• Work to complete: Set down every line of the data, unchanged and complete.

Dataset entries
________

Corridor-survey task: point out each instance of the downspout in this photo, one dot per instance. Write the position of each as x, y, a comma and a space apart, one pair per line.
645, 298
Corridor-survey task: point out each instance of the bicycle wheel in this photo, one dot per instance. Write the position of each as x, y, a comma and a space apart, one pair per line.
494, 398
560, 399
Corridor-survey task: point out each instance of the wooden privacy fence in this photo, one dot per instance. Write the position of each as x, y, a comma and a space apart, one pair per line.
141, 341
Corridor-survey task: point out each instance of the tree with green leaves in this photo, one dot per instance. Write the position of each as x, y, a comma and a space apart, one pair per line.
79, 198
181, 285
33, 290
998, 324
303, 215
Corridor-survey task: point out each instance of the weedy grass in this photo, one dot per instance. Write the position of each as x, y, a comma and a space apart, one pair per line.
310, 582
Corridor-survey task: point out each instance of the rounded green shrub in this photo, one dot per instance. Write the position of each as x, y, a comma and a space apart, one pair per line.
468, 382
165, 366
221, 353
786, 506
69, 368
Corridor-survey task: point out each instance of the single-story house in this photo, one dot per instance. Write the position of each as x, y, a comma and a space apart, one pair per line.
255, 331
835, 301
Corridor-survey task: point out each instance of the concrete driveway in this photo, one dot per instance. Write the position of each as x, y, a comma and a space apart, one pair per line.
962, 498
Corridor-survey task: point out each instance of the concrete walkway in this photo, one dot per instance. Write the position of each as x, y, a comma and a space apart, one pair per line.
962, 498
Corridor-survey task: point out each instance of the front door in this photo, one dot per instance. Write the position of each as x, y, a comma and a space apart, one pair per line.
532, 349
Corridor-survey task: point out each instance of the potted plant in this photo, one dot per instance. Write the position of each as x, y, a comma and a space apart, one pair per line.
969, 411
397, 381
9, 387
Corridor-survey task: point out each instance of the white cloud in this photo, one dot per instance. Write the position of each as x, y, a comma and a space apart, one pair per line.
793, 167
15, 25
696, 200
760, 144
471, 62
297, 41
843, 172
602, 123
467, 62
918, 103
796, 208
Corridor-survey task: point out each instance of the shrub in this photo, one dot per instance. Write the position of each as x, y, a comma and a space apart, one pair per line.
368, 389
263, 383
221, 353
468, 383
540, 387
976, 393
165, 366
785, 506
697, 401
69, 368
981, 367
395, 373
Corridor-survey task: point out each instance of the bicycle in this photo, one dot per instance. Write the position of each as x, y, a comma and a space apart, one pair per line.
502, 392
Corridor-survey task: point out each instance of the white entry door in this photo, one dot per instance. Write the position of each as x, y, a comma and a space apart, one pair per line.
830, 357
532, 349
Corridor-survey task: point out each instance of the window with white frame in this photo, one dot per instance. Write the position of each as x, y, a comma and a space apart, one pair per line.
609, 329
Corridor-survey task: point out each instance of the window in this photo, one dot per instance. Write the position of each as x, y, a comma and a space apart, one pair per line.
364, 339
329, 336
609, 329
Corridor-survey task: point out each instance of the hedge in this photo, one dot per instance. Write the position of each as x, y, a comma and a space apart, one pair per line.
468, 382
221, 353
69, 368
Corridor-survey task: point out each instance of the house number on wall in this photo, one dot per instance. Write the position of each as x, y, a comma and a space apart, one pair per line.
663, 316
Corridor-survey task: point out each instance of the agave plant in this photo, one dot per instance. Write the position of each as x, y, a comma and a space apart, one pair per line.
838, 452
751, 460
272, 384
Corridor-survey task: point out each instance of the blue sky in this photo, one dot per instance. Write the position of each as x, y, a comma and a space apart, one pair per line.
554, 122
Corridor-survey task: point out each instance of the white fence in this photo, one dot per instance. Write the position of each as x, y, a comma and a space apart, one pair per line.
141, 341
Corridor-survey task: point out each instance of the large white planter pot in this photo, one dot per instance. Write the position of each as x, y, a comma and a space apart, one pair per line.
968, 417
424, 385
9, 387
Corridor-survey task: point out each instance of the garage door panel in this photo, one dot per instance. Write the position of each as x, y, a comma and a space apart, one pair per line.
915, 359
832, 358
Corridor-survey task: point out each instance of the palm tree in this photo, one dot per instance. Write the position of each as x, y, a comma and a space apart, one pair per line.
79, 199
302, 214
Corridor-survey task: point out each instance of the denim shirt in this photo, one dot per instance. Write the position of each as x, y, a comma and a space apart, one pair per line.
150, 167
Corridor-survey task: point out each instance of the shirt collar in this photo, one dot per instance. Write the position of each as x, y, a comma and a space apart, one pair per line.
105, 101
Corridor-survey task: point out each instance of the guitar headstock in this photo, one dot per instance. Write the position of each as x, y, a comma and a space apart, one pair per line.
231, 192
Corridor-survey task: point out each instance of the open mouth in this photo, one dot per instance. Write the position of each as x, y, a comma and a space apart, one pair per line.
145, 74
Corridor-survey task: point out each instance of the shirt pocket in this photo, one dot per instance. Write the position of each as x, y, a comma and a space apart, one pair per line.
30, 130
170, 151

________

• Written response:
Corridor-survey task: point out each instance of the downspout in this photo, one dot per instance. Write the position of each as x, y, a comma and a space apart, one pair per line.
645, 298
Corridor-survey task: point out each instance of the bicycle wheel in this photo, one dot per instance. Write the position of each as x, y, a comma and a space apart, one pair per line.
494, 398
560, 399
Corridor-survey task: point out each instance of the wooden privacy fence in this photo, one dot per instance. Write the position of each as x, y, a comma and a space apart, one pair per line.
141, 341
Corridor-survey task: point out each instance of the tree with green leaves in this photo, one dot per instance. Write the position of each as x, y, a comma and a space apart, one pair per line.
79, 198
181, 285
33, 290
998, 324
303, 215
Corridor-survey task: point out each instance of the weedy grass in this photo, one dot per instance. Write the position of each as x, y, a comma and a space apart, one pair per line.
310, 582
Corridor-survey task: point out each instance of the rounded green shrub in this photo, one dot per instance. Write the position of each as x, y, a comma and a space apart, one pair per line.
468, 382
165, 366
221, 353
786, 506
69, 368
Corridor-survey task: point out each instance of the single-story house in this photo, one dot per instance. Write the position of each as x, y, a comma and a space apart, one pair per line.
255, 331
835, 301
Corridor-survey task: point out each instance of the concrete driveway in this photo, one dot per instance. Write the position of each as x, y, a comma and a space apart, one pair per line.
962, 498
Corridor-survey task: point out each instance of the concrete walkway in this photo, one dot per instance. Write the position of each as x, y, a comma and a space apart, one pair per line.
962, 498
Corridor-survey task: point out each instance of the front door in this photo, one dot per instance. Write the position of each as x, y, a comma and a space apart, one pair per line.
532, 349
Corridor-survey task: point out each instance of the potted plant in this photo, one dot per instance. Write the position of each as x, y, a comma and a space apart, one pair per line.
969, 411
397, 381
9, 387
Corridor-survey task: point out each instance of the white cloud in this photo, one dot per instance. Write the position of each as x, y, a comma and a space apart, one pair per line.
793, 167
15, 25
696, 200
760, 144
471, 62
297, 41
843, 172
602, 123
467, 62
918, 103
796, 208
Corridor-survey task: point out each instance of the shrub in this photo, one dot per instance. Write the position of each as x, y, a comma and a space apart, one pair per line.
368, 389
263, 383
221, 353
468, 383
540, 387
976, 393
165, 366
785, 506
697, 401
69, 368
981, 367
395, 373
Corridor-survey task: point out each instance of the bicycle in this photo, one dot per instance. Write the position of each as x, y, a comma and a space apart, one pair per line.
502, 392
Corridor-survey task: point out each instance of the white entry door in this photo, one dot per instance. Write the position of each as x, y, a comma and a space apart, one pair per line.
830, 357
532, 349
Corridor-survey task: point out each instance of the window with white frame in this photo, one dot per instance. Write the position of each as x, y, a comma and a space apart, one pair per line.
609, 329
Corridor-survey task: point out each instance of the window in this photo, one dot per instance. Write the position of each as x, y, a comma and a space apart, one pair per line.
364, 339
329, 336
609, 329
Corridor-survey task: point out each instance of the hedge in this photo, one dot per instance. Write the position of each as x, y, a comma and a space apart, one pair per line.
468, 382
221, 353
69, 368
Corridor-survey task: point out each instance of the house number on wall in this photo, one dot per instance. Write the position of each as x, y, a comma and a space apart, one pair per line.
663, 316
Corridor-survey task: point out each instance of the agave plant in this photo, one dot per instance. Write the position of each as x, y, a comma and a space apart, one pair per line.
838, 452
751, 460
272, 384
Corridor-survey task: point out each instance of the blue sky in this photo, one dot per instance. Write the position of each as x, y, a comma and a space apart, one pair per line.
554, 122
Corridor-survey task: point out each instance of the white fence in this photo, one dot per instance. Write the position of each as x, y, a comma and a space apart, one pair per line.
141, 341
Corridor-survey task: point out each instance of the large white planter pot in this photo, one dot per instance. Write the position of each as x, y, a comma and a space apart, one pair per line.
968, 417
424, 385
9, 387
Corridor-survey task: point out each instance of the garage door panel in this photo, one dot per instance. Write the position of each as x, y, a comma and a space apart, one pair per line.
915, 359
832, 358
Corridor-survey task: point out each instance of the palm tree in this photo, one dot per instance. Write the position of each as x, y, a comma and a space apart, one pair per line.
79, 199
302, 214
Corridor-survey task: point out each instance of the denim shirt in this photo, one dot per instance. Write the position of each as x, y, a comma and a space apart, one pair per line.
150, 167
Corridor-survey task: point out each instance of the shirt collar in this photo, one dot per instance. Write the position of each as x, y, a comma and a space apart, one pair per line.
105, 101
Corridor-survey task: point out each instance of the guitar headstock in this photo, one dot per instance. Write the position of each as x, y, a comma and a space apart, one pair per line.
231, 192
Corridor-survey task: point out each instance of the open mouth in this photo, one dot per instance. Write the position of each as x, y, a comma and a space apart, one pair per line.
145, 74
Corridor-survey task: point out each instance of the shirt pocket in this photo, one dot per instance. Write the position of each as x, y, a comma and a space apart, one pair per line.
30, 130
170, 151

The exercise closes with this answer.